### Instructions for the task
Reproduce every line of the material below without any changes.
** Start Task inputs **
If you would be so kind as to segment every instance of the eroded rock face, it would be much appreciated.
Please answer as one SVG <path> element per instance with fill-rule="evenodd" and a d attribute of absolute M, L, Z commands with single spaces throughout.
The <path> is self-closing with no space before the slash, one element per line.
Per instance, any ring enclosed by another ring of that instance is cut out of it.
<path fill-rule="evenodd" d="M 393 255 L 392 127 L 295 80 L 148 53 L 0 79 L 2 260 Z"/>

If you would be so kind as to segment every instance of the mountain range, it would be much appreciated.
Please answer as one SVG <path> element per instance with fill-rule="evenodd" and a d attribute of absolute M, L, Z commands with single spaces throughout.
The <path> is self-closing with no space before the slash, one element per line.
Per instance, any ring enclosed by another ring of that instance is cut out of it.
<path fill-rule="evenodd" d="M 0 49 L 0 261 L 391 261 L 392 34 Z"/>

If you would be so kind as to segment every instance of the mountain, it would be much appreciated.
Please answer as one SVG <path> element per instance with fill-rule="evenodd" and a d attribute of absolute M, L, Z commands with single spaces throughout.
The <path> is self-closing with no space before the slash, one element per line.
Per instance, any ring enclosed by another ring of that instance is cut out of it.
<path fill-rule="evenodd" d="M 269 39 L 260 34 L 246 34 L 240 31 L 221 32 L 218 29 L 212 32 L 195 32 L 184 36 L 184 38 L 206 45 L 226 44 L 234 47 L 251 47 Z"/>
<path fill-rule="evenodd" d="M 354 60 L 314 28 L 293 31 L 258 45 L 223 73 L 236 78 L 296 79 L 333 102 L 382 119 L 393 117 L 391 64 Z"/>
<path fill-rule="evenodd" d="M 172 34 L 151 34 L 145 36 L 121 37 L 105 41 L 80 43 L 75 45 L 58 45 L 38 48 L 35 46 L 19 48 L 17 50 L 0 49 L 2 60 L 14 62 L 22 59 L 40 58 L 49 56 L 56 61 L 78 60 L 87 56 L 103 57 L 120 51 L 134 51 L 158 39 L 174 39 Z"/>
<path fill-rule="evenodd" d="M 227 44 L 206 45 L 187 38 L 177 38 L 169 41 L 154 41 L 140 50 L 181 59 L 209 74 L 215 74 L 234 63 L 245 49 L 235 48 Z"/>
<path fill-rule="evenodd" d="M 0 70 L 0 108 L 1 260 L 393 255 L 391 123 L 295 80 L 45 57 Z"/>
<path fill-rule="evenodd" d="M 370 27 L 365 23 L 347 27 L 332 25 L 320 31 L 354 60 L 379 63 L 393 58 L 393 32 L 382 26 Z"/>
** End Task inputs **
### Written answer
If you would be so kind as to segment every instance of the eroded rock face, it would be much appreciated.
Please answer as one SVG <path> element per instance with fill-rule="evenodd" and a d attribute of absolute M, L, Z commands with single spaces throughout.
The <path> is self-closing with no space before the slash, one element per line.
Per instance, any ring enclosed by another ring of that instance is cut out of it.
<path fill-rule="evenodd" d="M 393 255 L 392 127 L 295 80 L 148 53 L 0 79 L 2 260 Z"/>

If you would be so kind as to segment every instance of the mountain range, it would be much appreciated.
Please answer as one SVG <path> element per instance with fill-rule="evenodd" and a d attribute of absolute M, L, Z commands with single spaces throughout.
The <path> is self-closing with no space before the slash, one element per line.
Per instance, any ring enclosed by another ring of that instance is cut out of it.
<path fill-rule="evenodd" d="M 0 49 L 0 261 L 391 261 L 392 34 Z"/>

If you would be so kind as to segment every instance of the mountain, it would be much appreciated.
Please answer as one SVG <path> element per instance with fill-rule="evenodd" and a d attribute of absolute M, L, Z commands with single spaces throughout.
The <path> is self-closing with no space before the slash, one element per line.
Per instance, any ring enclosed by another ring of that instance is cut out of it.
<path fill-rule="evenodd" d="M 269 39 L 260 34 L 246 34 L 240 31 L 221 32 L 218 29 L 212 32 L 195 32 L 184 36 L 184 38 L 206 45 L 226 44 L 234 47 L 251 47 Z"/>
<path fill-rule="evenodd" d="M 354 60 L 314 28 L 293 31 L 258 45 L 223 73 L 236 78 L 296 79 L 333 102 L 382 119 L 393 117 L 391 64 Z"/>
<path fill-rule="evenodd" d="M 172 34 L 151 34 L 145 36 L 121 37 L 105 41 L 80 43 L 75 45 L 58 45 L 38 48 L 35 46 L 19 48 L 17 50 L 0 49 L 2 60 L 14 62 L 22 59 L 40 58 L 49 56 L 56 61 L 78 60 L 87 56 L 103 57 L 120 51 L 134 51 L 158 39 L 174 39 Z"/>
<path fill-rule="evenodd" d="M 227 44 L 206 45 L 187 38 L 177 38 L 169 41 L 154 41 L 140 50 L 181 59 L 209 74 L 215 74 L 234 63 L 245 49 L 235 48 Z"/>
<path fill-rule="evenodd" d="M 0 70 L 0 108 L 1 260 L 393 255 L 391 123 L 295 80 L 45 57 Z"/>
<path fill-rule="evenodd" d="M 370 27 L 365 23 L 347 27 L 332 25 L 320 31 L 354 60 L 379 63 L 393 58 L 393 32 L 382 26 Z"/>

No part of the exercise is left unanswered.